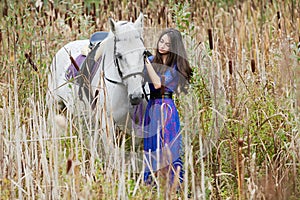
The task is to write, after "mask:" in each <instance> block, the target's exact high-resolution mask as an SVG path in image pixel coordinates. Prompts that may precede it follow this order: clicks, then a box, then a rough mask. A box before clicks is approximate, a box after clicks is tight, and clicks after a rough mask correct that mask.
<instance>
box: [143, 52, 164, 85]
mask: <svg viewBox="0 0 300 200" xmlns="http://www.w3.org/2000/svg"><path fill="white" fill-rule="evenodd" d="M146 68H147V71H148V75H149V77H150V79H151V81H152V83H153V86H154V88H155V89H159V88H161V80H160V77H159V76H158V75H157V73H156V72H155V70H154V69H153V66H152V64H151V63H150V61H149V59H148V58H146Z"/></svg>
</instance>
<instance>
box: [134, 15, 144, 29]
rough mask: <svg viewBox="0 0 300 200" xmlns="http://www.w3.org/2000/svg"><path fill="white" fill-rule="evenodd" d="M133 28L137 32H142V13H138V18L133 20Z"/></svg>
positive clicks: (142, 15) (143, 21)
mask: <svg viewBox="0 0 300 200" xmlns="http://www.w3.org/2000/svg"><path fill="white" fill-rule="evenodd" d="M134 26H135V27H136V28H137V29H139V30H143V26H144V15H143V13H140V15H139V17H138V18H137V19H136V20H135V22H134Z"/></svg>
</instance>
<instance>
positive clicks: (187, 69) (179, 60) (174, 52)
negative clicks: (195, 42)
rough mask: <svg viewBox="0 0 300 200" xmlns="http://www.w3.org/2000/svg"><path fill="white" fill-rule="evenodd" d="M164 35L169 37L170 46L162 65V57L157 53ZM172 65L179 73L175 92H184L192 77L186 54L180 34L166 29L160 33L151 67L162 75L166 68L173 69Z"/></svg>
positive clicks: (190, 67)
mask: <svg viewBox="0 0 300 200" xmlns="http://www.w3.org/2000/svg"><path fill="white" fill-rule="evenodd" d="M165 34H167V35H168V36H169V38H170V43H171V44H170V50H169V53H168V55H167V60H166V63H163V60H162V55H161V54H160V53H159V51H158V43H159V41H160V40H161V38H162V37H163V36H164V35H165ZM174 64H176V65H177V70H178V72H179V83H178V91H177V92H182V91H183V92H186V86H187V84H188V83H189V82H190V80H191V77H192V69H191V67H190V64H189V62H188V59H187V53H186V50H185V47H184V44H183V40H182V36H181V33H180V32H179V31H178V30H176V29H174V28H168V29H166V30H165V31H163V32H162V33H161V35H160V37H159V39H158V42H157V45H156V53H155V56H154V58H153V67H154V69H155V71H156V72H158V73H160V74H163V73H164V72H165V71H166V70H167V69H168V67H173V65H174ZM162 66H167V67H162Z"/></svg>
####
• [ABOUT THIS TASK]
Return every line of the records above that contains the string "positive".

• [RESPONSE TO THE EXERCISE]
positive clicks: (142, 15) (143, 21)
positive clicks: (187, 69) (179, 60) (174, 52)
positive clicks: (190, 67)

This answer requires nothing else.